• [Data for analysis]:

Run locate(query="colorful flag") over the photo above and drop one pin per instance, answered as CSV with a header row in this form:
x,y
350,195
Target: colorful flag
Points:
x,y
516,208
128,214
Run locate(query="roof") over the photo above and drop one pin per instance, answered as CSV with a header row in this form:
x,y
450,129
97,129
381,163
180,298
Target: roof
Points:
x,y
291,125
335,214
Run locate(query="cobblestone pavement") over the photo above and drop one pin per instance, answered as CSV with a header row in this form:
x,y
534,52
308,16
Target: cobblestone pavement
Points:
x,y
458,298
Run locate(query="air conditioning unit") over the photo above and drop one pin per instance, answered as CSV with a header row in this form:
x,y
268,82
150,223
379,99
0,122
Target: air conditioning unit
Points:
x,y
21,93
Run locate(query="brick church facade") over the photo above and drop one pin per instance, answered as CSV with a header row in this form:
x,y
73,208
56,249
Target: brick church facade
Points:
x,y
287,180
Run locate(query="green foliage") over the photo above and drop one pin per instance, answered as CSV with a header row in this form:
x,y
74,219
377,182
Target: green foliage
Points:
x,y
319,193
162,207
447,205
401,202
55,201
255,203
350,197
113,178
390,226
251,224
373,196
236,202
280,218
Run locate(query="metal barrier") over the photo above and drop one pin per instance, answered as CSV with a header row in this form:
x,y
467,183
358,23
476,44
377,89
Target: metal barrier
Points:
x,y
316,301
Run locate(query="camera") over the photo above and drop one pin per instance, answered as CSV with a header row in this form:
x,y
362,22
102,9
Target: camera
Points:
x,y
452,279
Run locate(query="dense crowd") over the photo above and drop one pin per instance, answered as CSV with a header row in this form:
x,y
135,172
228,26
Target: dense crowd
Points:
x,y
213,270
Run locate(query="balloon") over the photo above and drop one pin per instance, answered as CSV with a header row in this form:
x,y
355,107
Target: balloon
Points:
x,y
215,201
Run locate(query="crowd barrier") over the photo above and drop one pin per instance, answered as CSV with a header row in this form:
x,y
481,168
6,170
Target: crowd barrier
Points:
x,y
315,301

---

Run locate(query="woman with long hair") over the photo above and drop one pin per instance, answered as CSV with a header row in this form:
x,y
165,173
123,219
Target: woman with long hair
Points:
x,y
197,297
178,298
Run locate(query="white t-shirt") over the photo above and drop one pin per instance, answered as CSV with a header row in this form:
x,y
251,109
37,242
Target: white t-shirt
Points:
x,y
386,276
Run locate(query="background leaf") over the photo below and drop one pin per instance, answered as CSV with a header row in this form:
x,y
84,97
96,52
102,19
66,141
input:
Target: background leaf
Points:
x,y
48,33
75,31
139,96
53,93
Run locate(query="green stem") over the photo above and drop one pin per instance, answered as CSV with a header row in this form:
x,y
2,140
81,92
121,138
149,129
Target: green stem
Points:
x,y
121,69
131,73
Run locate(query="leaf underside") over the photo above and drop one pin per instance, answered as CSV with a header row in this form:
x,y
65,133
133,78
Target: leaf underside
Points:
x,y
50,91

• [Work request]: Within the data above, tally every line that has "white" in it. Answer with the number only.

• [Solution]: 2